They hired the Pirate of the Thousand Islands, William Johnston, an Irish settler with a bitter hatred of all things British. In his light skiff he carried into Kingston harbor at dead of night an American midshipman, with the forefather of that deadly modern weapon, the torpedo. This first torpedo was so crude one can almost pity the optimism of the inventor and one must admire the courage of the devoted operators.
The boat had to creep up, unobserved, to within, a few yards of the victim. Then an iron harpoon had to be fired, point-blank, at the ship's waterline, from a blunderbuss or musket in the small boat's bow. The harpoon had a loop near the head, to which was attached a short light line. The other end of this line was fastened to a powder-keg, which had a copper cylinder to buoy it up. The torpedo-man had to light a slow fuse in the cylinder, fire the harpoon into the ship, heave the line, keg, cylinder and lighted fuse overboard—and row away, if he could, before the sentries riddled him with musket balls or the exploding powder-keg blew him and the ship he was trying to destroy to Kingdom Come!

QUESTIONS TO ANSWER >>
A: In the account of the first torpedo, what was fastened to the other end of the short light line?
B: Carry the account of the first torpedo forward from its final sentence.

Records from a data source
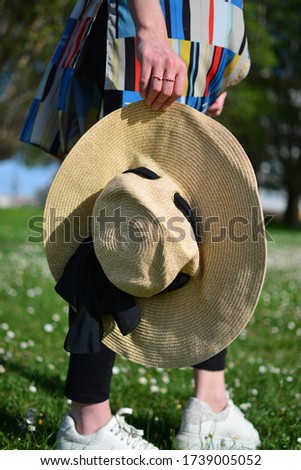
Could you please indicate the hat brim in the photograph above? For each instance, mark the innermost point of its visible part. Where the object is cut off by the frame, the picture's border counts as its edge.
(187, 326)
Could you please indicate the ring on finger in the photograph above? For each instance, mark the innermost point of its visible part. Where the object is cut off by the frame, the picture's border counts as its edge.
(167, 79)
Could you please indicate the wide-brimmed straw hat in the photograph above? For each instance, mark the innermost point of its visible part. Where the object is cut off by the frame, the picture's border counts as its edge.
(188, 210)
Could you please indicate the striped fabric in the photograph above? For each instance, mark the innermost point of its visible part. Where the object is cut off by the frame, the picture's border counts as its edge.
(209, 35)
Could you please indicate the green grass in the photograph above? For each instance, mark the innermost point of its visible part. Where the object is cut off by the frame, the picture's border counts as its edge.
(263, 374)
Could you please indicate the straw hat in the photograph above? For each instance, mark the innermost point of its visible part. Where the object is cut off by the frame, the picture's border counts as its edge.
(144, 246)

YOUR WRITTEN ANSWERS >>
A: A powder-keg, buoyed up by a copper cylinder.

B:
Pirate Bill Johnston rowed Midshipman McGowan, U.S.N., around and around Navy Bay in the darkness until the first streaks of dawn began to light up the frowning face of the Stone Frigate.
Never a man-of-war but this stationary one on the shore had they discovered in all this time, neither the great big one they had heard of nor the little ones they had been fighting year after year. The whole fleet seemed to have vanished. They realized that, like ghosts at cockcrow, they themselves would have to vanish or else be shot at sunrise. So they pulled for the shadows of the Thousand Islands.
Here, when the October sun came up, they had revealed to them the mystery of there being no ships in Navy Bay. Its first rays flashed back from the ensigns and pendants of the entire British fleet in the Upper Gap far above Kingston harbor, boldly taking the lake, as though there was not an enemy to be feared between Kingston and the Gulf of Mexico.
And there was none. For in the midst of the British fleet, like a sovereign among her servitors and a vassals, towered the new three-decker, topmast high above them all. She had been launched a few weeks before and had been christened the St. Lawrence in honor of the river which began to flow when she began to float. She loomed above the original fleet like the Royal York or the Bank of Commerce above the Toronto viaduct.
A thousand men trod her decks. She was on the way, not to destroy the American fleet and naval base at Sackett's Harbor, but to relieve beleaguered Niagara. Into that war-torn peninsula she poured troops and stores; and, as everybody knows, the last invader was driven from British soil ere the old year died. And this was possible because Britain, though with painfully few soldiers, had now complete command of the waterways, which enabled her to place those soldiers where they were needed.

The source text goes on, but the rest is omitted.